(Reading passage)
-=-=-
Skip to content

Fundamental incompatibility of Threading and Multiprocessing (Python) #230

@martinpakosch

Description

@martinpakosch

Hi @knipknap, hi community,

the last days - after switching some old environments from Python 2.7 with Exscript 2.6.3/2.6.22 to Python 3.11 with Exscript 2.6.28 - we have encountered some very strange and unpredictable deadlocks while using the exscript script to run some Exscript templates. First we thought these issues are related to our new environment, then maybe to some bugs with Locks, handled by Exscript, but finally we found out, that this is a fundamental issue in Python! More about this later...
-=-=-
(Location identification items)

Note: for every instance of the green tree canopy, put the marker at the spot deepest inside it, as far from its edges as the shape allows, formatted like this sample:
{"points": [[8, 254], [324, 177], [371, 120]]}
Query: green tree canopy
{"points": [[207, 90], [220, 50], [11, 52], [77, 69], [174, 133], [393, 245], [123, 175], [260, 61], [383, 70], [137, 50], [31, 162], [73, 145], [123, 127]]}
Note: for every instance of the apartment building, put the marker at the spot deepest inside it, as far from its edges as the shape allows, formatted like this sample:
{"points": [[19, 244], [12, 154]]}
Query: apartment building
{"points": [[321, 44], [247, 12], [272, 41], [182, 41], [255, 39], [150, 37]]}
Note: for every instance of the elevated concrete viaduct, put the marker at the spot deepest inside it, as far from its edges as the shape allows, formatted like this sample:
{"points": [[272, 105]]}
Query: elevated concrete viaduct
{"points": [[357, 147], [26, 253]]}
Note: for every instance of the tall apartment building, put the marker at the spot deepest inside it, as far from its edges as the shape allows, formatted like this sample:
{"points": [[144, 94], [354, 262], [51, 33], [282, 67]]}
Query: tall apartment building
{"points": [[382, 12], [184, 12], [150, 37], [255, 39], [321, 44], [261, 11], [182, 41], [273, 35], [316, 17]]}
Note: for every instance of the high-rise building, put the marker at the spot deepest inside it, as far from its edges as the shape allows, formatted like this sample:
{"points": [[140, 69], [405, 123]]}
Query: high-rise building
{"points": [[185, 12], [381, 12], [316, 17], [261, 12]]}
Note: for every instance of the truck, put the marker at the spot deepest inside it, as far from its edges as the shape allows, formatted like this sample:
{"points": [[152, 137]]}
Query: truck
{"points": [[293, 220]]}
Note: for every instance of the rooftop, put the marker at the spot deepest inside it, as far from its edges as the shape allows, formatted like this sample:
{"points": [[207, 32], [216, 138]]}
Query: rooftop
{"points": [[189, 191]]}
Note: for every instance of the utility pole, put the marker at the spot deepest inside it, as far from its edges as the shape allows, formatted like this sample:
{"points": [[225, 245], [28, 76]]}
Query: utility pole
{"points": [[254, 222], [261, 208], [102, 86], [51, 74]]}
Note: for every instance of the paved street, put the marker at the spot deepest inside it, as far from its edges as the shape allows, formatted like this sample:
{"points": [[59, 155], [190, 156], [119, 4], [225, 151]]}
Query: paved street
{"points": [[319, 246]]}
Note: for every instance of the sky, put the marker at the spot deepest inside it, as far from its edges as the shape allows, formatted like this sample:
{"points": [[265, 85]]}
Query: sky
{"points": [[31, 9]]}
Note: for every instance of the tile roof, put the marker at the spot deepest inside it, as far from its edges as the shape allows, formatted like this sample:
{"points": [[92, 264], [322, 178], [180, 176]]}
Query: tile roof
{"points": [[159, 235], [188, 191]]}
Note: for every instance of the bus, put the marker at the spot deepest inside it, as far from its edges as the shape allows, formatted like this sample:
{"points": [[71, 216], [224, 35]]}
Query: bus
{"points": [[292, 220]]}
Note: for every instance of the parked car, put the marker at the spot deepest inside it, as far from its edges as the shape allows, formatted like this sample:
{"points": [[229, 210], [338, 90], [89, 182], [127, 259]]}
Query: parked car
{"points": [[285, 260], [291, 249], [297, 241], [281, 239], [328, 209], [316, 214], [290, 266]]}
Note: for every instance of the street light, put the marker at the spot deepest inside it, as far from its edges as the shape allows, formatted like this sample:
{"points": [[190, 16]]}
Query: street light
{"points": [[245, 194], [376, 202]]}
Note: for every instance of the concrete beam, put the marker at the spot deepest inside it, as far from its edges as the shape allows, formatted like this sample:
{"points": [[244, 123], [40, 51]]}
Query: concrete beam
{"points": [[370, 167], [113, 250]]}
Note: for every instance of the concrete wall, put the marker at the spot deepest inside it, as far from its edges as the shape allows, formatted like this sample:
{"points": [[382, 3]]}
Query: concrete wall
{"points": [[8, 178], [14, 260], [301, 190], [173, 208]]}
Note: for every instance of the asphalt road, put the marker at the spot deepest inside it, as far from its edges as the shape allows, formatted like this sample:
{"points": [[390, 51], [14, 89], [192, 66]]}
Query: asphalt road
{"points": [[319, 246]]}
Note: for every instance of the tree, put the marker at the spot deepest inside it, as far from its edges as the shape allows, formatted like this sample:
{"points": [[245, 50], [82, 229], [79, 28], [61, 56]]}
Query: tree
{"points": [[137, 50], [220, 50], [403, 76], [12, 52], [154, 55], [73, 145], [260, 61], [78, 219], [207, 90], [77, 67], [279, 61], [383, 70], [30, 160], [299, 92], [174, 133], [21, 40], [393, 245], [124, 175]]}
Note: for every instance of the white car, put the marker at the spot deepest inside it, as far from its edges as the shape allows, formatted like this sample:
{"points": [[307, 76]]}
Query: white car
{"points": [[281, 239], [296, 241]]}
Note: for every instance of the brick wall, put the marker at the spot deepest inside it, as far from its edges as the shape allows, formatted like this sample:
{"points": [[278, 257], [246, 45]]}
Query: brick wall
-=-=-
(Given instruction A)
In the Exscript issue, what did the writer finally find the deadlocks to be?
(Given instruction B)
Echo the part of the Exscript issue between "Skip to content" and "about this later...", inclusive.
(Given instruction C)
Carry on the Exscript issue from the point where its text stops.
The records are separate material, unrelated to the Exscript issue.

(Exercise output A)
A fundamental issue in Python.

(Exercise output B)
Skip to content

Fundamental incompatibility of Threading and Multiprocessing (Python) #230

@martinpakosch

Description

@martinpakosch

Hi @knipknap, hi community,

the last days - after switching some old environments from Python 2.7 with Exscript 2.6.3/2.6.22 to Python 3.11 with Exscript 2.6.28 - we have encountered some very strange and unpredictable deadlocks while using the exscript script to run some Exscript templates. First we thought these issues are related to our new environment, then maybe to some bugs with Locks, handled by Exscript, but finally we found out, that this is a fundamental issue in Python! More about this later...

(Exercise output C)
Exscript is designed internally to rely on threading for some of his mayor functionalities, like the MainLoop in the WorkQueue, Jobs and some pipeline related stuff. See https://github.com/search?q=repo%3Aknipknap%2Fexscript%20threading.Thread&type=code. Additionally, around 12 years ago, there was support for multiprocessing introduced (e.g., e43f6b7, 0baf858). From that point, Exscript by default behaved differently for the two major use-cases:

  1. When using the exscript script to just execute Exscript templates, Exscript was started in multiprocessing mode. This means essentially:
    a. one main process
    b. many internal threads
    c. one multiprocessing.Process for each job (=host)
  2. When using the Exscript API in Python for more complex scenarios, everything was pinned to threading mode by default, which was good, because then we get essentially:
    a. one main process
    b. many internal threads
    c. one threading.Thread for each job (=host)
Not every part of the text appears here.